SOURCE.
☆ ☆ ☆ ☆ ☆

LECHEE, Ariz. - Eleven men have graduated from one of the most intense training programs in the energy industry to become the newest employees at the Navajo Generating Station (NGS).
The Power Plant Fundamentals School instructs new NGS employee candidates in every phase of the power plant's technical operation, procedures, history and safety. The curriculum of the seven-week long school is equivalent to a two-year, 21-credit college course.
Nicknamed the "Do or Die School," only successful completion qualifies a student for a regular, full-time position.
Asked why he would undertake such an effort for a job, Pepper Morgan, 33, of Window Rock, said his boy was his inspiration.
"I did it for my 10-year-old son, to give him a better life, provide him with more opportunities than I had," Morgan said. "I'm excited to start a new career and just raring to get to work."
The school is selective to get into and difficult to complete. Only about half who are interviewed are invited to participate. Then, only about half who begin successfully finish. Course work involves 10 hours a day of classroom lecture and fieldwork followed by at least two hours per night of additional study.

☆ ☆ ☆ ☆ ☆

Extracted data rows
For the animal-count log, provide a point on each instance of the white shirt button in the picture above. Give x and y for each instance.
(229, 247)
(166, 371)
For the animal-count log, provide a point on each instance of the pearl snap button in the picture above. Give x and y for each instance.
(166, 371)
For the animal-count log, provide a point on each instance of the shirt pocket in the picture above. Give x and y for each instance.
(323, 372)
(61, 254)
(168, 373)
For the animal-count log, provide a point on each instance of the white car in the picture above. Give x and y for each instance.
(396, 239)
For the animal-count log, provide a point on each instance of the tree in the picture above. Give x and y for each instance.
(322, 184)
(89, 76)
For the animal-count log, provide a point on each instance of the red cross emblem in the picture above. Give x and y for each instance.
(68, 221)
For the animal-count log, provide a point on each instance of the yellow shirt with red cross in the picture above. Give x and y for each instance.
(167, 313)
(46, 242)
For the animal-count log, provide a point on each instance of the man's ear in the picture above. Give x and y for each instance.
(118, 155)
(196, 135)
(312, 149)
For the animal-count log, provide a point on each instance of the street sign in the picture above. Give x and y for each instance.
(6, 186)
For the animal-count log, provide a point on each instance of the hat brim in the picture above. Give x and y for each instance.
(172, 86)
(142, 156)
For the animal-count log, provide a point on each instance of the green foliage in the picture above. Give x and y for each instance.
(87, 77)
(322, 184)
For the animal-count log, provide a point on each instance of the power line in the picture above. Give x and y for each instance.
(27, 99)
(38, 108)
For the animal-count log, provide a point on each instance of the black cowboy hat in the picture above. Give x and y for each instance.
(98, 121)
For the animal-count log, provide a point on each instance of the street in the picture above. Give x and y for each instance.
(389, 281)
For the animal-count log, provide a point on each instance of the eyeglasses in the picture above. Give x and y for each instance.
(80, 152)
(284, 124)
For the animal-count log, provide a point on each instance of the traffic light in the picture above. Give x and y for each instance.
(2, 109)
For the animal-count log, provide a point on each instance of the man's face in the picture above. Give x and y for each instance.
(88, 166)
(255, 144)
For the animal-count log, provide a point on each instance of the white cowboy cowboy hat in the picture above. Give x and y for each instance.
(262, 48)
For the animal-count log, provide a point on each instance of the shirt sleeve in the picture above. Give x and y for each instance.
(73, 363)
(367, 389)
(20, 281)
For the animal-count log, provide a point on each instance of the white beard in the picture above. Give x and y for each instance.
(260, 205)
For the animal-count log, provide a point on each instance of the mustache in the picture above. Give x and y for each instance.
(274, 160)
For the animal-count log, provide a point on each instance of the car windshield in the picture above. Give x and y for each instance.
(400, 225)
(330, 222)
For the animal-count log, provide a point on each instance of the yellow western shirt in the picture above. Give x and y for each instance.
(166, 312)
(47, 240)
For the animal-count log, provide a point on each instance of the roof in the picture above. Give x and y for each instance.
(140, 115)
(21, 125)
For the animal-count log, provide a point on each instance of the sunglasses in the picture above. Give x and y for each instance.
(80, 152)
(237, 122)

☆ ☆ ☆ ☆ ☆

PROBLEMS.
**A)** From the power plant school article, extract everything from "The Power Plant Fundamentals" down to "21-credit college course.".
**B)** Continue the article about the Navajo Generating Station training school from the point where it ends.
These rows have no connection to the article about the power plant school.

TASK-BY-TASK OUTPUTS.
**A)**
The Power Plant Fundamentals School instructs new NGS employee candidates in every phase of the power plant's technical operation, procedures, history and safety. The curriculum of the seven-week long school is equivalent to a two-year, 21-credit college course.

**B)**
The course outline alone is 50 pages long. It includes sections on every aspect of the power plant's parts, equipment, procedures and operations; from electron theory to the railroad that delivers coal, from physics to the properties of superheated steam, from the Federal Reclamation Act of 1902 to the history of why NGS was built where it is on the Navajo Nation.
With federal concerns about power plant emissions, students learn how NGS's pollution controls, such as its electrostatic precipitators, remove 99.5 percent of particulate matter, or "fly ash," from the coal that's burned, flue gas desulfurization systems - known as "scrubbers" - remove 95 percent of the sulfur dioxide, and the plant's new $45 million low-NOx burners reduce nitrogen oxide by 40 percent.
NGS conducts the Fundamentals School about twice a year. New courses are advertised throughout the Navajo Nation, Phoenix and Flagstaff.
The youngest member of the class, Myron Deel, 20, of Kaibeto, said that's where he heard about it.
"I read about it in the newspaper, the Navajo Times, and my parents told me I should give it a shot," he said.
At their recent graduation dinner, each of the students commented on the course's difficulty and the pressure they felt within themselves to succeed.
"It was intense for me, personally," said Wilson Laughter, 45, of Naschitti, N.M. "It was stressful because I have a family back home. But I'm looking forward to starting a new career. I worked for Navajo EPA for 13 years. Just like (course instructor) Tom Hull said, I want a little piece of the American dream for me and my family."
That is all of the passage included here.